▶ _ENTRIES PROVIDED_
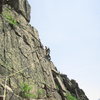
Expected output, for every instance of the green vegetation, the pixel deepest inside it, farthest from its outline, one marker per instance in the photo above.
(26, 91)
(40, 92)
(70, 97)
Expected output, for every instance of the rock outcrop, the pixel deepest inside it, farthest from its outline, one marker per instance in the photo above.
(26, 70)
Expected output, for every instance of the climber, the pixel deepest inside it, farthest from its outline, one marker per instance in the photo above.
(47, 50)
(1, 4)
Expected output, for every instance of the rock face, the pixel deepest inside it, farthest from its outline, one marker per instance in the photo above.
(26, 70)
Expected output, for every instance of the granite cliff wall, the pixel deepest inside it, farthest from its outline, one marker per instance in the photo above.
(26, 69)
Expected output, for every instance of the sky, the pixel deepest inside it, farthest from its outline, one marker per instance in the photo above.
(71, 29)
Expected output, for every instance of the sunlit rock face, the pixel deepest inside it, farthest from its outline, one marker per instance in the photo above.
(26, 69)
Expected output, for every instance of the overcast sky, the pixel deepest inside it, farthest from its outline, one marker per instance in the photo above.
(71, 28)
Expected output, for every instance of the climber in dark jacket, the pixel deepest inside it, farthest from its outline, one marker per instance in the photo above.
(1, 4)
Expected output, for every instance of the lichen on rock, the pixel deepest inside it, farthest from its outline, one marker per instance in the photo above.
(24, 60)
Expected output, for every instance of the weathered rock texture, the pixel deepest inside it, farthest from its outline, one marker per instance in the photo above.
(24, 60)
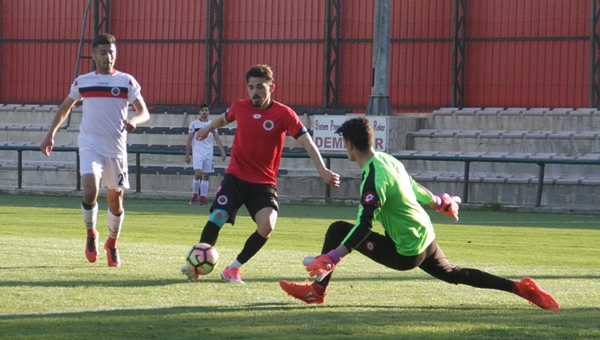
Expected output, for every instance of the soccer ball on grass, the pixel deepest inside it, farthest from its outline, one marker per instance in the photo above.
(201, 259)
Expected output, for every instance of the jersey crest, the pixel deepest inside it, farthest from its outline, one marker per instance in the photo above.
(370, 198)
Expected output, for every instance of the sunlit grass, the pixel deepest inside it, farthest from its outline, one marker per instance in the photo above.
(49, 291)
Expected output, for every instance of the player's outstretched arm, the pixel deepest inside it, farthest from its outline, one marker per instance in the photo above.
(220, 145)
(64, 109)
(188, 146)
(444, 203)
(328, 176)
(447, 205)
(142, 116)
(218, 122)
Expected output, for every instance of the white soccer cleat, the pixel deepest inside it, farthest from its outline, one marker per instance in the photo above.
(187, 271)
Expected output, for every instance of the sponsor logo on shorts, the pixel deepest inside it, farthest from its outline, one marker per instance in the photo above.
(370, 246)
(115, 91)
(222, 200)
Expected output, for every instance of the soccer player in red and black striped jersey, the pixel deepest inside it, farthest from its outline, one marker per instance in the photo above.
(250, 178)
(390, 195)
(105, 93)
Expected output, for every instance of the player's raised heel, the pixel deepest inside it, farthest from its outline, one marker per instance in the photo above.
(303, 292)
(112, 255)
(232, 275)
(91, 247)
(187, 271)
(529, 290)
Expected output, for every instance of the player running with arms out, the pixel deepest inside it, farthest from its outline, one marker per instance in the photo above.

...

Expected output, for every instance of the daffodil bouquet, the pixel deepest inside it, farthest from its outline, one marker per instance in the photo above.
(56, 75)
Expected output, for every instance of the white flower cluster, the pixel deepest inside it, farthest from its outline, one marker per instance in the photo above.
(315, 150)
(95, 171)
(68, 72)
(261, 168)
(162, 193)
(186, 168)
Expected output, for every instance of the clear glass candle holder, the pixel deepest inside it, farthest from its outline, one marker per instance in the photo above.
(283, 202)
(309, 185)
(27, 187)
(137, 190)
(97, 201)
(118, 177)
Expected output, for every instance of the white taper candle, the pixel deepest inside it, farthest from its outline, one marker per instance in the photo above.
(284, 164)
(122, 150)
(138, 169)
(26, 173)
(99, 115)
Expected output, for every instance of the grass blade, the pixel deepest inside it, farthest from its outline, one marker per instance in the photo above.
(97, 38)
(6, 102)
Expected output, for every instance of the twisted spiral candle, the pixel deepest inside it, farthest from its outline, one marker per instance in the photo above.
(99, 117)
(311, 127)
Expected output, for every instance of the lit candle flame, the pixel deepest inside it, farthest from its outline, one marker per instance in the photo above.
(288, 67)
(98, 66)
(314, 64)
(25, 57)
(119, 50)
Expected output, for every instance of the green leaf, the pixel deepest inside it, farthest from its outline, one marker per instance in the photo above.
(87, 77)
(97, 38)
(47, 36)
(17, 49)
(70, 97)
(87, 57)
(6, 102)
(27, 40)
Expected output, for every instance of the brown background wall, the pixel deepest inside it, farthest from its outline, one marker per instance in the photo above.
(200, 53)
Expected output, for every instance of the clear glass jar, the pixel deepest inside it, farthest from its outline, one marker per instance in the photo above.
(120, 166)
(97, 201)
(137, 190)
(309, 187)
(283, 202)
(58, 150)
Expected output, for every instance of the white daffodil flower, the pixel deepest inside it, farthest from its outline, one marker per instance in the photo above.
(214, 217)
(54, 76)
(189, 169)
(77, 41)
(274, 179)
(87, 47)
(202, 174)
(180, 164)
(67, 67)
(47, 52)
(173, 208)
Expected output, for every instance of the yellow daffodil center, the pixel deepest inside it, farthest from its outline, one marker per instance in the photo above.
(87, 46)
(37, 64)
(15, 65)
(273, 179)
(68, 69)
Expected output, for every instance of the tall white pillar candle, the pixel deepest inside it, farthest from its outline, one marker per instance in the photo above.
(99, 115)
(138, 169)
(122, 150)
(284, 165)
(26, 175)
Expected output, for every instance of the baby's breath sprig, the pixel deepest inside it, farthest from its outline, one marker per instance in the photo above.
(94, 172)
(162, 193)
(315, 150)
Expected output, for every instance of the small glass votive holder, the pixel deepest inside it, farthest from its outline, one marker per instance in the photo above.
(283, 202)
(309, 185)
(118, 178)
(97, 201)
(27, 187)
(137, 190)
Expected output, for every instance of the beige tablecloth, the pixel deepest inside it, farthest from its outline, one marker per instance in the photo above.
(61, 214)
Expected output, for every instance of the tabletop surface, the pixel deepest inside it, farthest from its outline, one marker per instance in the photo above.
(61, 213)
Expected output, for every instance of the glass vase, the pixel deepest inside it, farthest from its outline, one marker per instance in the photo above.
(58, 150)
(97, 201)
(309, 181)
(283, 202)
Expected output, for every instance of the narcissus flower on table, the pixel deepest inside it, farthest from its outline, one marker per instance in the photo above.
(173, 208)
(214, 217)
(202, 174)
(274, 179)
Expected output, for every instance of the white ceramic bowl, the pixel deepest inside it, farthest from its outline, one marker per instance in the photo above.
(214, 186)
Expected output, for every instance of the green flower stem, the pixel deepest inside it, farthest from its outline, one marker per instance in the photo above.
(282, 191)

---

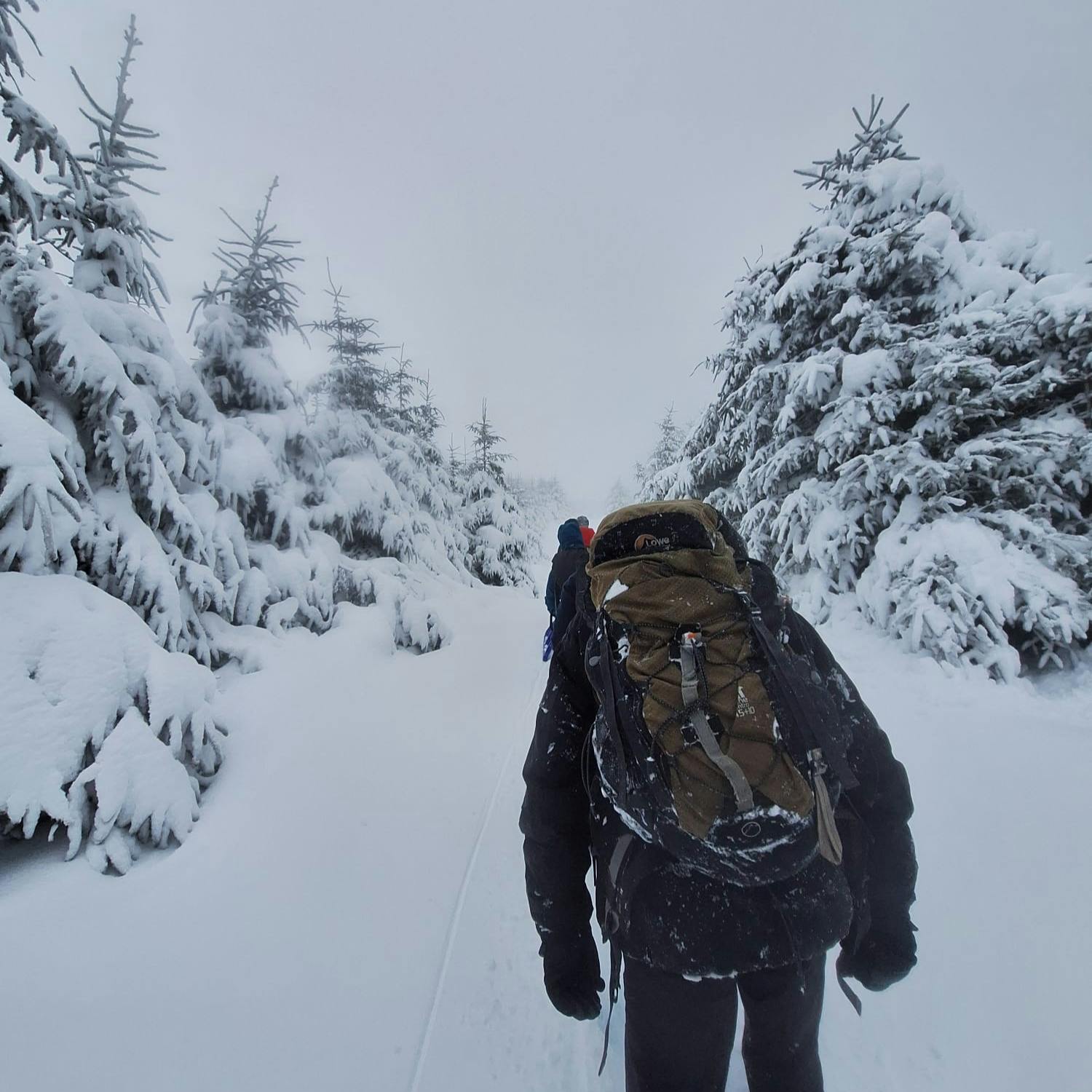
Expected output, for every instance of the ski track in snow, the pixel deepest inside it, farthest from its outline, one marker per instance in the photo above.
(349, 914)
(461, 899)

▶ _EXERCISE AIM_
How many lines in the data above contain the string "rock"? Reply with the number alone.

▶ _SOLUTION TO THIS PROBLEM_
5